━━ The input ━━

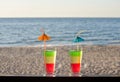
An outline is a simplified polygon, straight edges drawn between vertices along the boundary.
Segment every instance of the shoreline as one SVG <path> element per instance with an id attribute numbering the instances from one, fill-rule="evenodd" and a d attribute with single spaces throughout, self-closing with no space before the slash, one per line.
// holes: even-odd
<path id="1" fill-rule="evenodd" d="M 47 47 L 59 47 L 59 46 L 120 46 L 120 44 L 47 44 Z M 43 44 L 40 45 L 15 45 L 15 46 L 2 46 L 0 45 L 0 48 L 4 47 L 43 47 Z"/>
<path id="2" fill-rule="evenodd" d="M 57 48 L 56 76 L 70 76 L 69 50 L 76 45 Z M 47 46 L 47 49 L 55 49 Z M 83 76 L 120 76 L 119 45 L 80 45 L 83 49 L 81 73 Z M 0 47 L 0 76 L 43 76 L 43 47 Z"/>

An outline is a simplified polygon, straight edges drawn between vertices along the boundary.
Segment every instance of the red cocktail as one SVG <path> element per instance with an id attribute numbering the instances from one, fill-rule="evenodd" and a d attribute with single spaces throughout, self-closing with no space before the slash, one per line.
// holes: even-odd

━━━

=== Your instructions ===
The entries above need to be output again in full, exactly, and without pictures.

=== Solution to this task ===
An outline is a simplified polygon, straight edges drawn between vertices along the boundary.
Segment every instance of the shoreline as one SVG <path> element per instance with an id attribute numbering the instances from one, fill-rule="evenodd" and a d attribute with single spaces throughout, self-closing with no space before the slash, one per line.
// holes: even-odd
<path id="1" fill-rule="evenodd" d="M 47 47 L 59 47 L 59 46 L 120 46 L 120 44 L 47 44 Z M 43 44 L 40 45 L 15 45 L 15 46 L 2 46 L 0 45 L 0 48 L 4 47 L 43 47 Z"/>
<path id="2" fill-rule="evenodd" d="M 57 48 L 56 76 L 70 76 L 69 50 L 76 45 Z M 47 46 L 47 49 L 55 49 Z M 83 76 L 120 76 L 119 45 L 80 45 L 83 49 L 81 73 Z M 0 47 L 0 76 L 43 76 L 43 47 Z"/>

An outline is a simplified polygon, straight edges drawn between vertices along the boundary.
Segment every instance of the red cocktail as one SVG <path> element per instance with an id attribute numbering the instances from one, fill-rule="evenodd" and a d attribute with single spaces throughout, self-closing with no space before the slash, one per line.
// holes: even-odd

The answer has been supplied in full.